**Сохранённые строки**
────────
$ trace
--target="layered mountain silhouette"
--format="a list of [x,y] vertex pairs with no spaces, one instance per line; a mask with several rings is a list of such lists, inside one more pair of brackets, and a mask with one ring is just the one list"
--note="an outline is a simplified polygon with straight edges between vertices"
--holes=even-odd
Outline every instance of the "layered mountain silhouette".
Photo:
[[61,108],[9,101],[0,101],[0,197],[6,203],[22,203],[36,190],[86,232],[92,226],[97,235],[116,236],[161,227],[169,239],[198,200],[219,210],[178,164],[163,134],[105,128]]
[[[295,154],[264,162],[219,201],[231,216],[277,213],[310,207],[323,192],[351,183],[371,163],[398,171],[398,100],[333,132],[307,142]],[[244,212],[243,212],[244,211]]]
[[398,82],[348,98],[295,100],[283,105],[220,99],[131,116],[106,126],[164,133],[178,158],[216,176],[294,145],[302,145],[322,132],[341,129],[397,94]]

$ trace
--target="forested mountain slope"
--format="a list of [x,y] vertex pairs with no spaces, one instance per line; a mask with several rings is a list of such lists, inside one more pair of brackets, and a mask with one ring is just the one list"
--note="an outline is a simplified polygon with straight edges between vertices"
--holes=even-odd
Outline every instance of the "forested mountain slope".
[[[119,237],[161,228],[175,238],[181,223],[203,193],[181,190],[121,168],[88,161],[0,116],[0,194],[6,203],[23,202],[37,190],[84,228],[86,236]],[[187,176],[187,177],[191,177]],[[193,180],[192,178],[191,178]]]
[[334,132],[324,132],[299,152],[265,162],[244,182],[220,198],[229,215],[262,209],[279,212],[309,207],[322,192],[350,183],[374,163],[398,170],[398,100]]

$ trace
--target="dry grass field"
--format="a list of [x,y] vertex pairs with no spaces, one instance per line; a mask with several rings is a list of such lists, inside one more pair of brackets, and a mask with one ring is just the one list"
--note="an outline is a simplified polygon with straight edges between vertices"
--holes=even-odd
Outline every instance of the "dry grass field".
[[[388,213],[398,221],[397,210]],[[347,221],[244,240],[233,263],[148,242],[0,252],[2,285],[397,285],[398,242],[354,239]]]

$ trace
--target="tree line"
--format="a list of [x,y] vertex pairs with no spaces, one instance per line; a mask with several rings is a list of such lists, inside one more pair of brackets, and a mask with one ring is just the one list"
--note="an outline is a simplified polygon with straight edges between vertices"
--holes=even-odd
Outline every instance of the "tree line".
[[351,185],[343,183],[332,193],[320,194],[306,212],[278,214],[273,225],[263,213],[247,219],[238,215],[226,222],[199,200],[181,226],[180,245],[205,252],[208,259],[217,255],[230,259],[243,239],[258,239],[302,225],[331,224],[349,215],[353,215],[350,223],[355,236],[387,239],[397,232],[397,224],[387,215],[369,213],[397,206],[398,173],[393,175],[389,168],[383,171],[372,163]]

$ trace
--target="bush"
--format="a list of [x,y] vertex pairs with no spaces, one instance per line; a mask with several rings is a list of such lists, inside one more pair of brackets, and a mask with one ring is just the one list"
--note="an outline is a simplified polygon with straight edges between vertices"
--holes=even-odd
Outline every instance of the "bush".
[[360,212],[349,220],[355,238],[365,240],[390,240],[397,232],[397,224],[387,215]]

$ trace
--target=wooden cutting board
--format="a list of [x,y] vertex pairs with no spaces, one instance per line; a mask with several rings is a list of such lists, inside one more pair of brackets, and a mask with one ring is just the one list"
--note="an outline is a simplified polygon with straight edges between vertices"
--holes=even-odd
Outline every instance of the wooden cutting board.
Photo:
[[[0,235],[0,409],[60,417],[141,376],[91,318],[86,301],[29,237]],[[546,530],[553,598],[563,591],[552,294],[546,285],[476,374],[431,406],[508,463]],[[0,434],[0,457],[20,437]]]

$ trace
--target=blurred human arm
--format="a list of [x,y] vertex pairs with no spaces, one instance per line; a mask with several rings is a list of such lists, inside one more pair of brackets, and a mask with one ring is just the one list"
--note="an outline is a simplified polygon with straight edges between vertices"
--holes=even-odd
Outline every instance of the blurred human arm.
────────
**Ваше задание**
Отфильтруйте записи выше и оставьте каждую строку, где встречается слово «cutting». Регистр букв учитывается.

**Выполненное упражнение**
--target=wooden cutting board
Outline every instance of the wooden cutting board.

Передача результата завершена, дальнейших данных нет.